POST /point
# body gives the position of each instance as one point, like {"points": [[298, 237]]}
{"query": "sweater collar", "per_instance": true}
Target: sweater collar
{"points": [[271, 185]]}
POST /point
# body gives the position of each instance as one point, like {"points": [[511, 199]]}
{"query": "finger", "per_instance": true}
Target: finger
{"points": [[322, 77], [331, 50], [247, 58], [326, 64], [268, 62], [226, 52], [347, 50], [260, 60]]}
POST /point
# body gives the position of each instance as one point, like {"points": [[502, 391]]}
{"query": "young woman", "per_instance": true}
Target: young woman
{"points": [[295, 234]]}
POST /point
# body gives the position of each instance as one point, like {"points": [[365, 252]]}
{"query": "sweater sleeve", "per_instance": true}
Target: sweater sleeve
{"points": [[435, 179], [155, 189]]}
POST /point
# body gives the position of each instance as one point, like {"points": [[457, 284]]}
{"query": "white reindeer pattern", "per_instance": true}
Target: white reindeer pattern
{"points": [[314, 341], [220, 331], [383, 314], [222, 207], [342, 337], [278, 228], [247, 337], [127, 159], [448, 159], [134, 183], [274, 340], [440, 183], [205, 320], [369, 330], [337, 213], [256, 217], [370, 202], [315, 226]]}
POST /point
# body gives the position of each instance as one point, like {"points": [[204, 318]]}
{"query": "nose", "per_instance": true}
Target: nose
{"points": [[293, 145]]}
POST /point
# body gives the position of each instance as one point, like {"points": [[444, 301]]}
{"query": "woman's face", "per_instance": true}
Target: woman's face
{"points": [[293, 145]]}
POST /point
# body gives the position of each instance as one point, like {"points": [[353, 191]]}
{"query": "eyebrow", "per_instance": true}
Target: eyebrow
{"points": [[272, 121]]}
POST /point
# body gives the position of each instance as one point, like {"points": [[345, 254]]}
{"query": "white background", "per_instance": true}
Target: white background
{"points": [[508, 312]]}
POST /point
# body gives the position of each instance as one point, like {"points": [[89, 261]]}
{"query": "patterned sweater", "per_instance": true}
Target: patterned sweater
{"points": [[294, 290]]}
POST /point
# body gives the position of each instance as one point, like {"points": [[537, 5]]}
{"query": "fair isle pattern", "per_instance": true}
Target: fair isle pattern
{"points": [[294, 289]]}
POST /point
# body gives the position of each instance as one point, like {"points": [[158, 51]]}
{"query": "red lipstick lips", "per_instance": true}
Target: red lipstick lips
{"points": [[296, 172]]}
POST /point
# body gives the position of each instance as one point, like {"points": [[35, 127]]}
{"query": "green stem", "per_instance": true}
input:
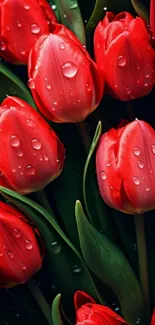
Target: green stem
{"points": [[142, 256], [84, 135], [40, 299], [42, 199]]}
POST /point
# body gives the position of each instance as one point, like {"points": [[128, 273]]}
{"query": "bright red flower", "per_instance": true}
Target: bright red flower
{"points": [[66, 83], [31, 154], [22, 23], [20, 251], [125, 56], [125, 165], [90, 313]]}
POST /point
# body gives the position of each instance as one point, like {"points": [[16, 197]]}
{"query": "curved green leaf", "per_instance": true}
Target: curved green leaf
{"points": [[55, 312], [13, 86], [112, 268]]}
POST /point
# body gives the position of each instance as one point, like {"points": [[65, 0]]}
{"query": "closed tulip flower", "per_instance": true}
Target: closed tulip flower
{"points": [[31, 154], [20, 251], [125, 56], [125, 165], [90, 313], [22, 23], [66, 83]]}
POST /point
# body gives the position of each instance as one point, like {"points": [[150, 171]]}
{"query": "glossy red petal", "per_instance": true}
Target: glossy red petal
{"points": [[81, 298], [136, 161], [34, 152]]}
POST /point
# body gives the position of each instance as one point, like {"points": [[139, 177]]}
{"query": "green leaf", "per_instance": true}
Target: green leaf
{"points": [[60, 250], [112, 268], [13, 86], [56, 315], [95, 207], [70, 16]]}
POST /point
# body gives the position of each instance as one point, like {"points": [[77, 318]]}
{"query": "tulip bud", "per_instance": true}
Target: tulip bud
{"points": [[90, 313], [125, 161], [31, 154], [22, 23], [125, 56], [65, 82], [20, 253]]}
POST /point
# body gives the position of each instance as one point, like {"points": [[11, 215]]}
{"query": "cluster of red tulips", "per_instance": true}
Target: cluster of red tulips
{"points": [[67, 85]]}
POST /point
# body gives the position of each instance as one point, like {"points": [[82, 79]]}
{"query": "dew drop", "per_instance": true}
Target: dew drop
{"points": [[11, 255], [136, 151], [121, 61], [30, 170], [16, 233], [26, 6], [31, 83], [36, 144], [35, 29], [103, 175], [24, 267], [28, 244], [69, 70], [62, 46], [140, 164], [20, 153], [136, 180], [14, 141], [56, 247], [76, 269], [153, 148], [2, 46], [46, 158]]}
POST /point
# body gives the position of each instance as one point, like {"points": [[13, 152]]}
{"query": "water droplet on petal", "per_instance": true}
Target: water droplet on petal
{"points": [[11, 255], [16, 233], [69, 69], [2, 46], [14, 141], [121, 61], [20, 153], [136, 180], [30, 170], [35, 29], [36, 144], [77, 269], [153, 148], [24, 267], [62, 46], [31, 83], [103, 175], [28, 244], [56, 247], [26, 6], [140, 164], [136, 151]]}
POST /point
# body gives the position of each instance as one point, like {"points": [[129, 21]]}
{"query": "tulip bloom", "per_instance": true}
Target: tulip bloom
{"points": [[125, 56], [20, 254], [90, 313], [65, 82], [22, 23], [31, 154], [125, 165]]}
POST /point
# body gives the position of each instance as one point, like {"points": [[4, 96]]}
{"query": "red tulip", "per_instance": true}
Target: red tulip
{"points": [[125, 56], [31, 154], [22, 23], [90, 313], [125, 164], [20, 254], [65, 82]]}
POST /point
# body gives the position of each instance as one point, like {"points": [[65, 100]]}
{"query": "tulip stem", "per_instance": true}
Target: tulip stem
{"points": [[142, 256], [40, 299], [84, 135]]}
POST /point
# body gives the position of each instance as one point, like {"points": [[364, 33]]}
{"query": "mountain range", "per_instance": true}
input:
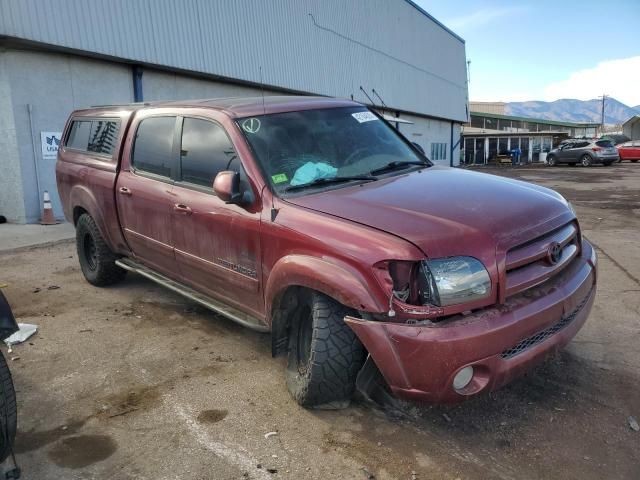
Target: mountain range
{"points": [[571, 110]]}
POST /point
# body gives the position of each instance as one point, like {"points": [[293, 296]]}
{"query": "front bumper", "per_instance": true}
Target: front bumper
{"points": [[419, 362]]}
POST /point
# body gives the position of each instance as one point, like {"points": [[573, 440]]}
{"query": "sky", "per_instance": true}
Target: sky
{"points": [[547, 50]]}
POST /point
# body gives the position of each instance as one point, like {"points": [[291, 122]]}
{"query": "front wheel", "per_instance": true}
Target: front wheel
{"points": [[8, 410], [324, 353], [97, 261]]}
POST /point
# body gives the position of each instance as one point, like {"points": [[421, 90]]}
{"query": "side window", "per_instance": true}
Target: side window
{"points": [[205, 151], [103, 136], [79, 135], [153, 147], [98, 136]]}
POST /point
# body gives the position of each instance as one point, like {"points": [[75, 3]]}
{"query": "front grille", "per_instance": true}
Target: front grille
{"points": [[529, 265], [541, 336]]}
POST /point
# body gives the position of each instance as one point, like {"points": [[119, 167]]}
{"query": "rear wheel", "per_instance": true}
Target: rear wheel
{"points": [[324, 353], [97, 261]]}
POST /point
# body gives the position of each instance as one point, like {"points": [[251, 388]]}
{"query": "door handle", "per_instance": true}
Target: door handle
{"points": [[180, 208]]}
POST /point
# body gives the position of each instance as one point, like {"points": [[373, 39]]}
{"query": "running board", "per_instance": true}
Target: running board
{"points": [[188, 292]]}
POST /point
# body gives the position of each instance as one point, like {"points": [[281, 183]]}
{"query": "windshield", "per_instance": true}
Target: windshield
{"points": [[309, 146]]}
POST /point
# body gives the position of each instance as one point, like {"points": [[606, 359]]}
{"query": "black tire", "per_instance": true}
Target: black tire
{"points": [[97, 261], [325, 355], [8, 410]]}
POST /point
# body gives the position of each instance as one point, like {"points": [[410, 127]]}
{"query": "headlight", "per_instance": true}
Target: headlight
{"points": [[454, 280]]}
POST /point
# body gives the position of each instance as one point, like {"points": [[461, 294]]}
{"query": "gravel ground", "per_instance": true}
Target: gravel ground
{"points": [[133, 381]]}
··········
DEINE ANWEISUNGEN – Führe jede Zeile der Auflistung oben vollständig auf, die das Wort „door“ enthält.

SCHRIFTLICHE ANTWORT –
{"query": "door handle", "per_instance": true}
Target: door handle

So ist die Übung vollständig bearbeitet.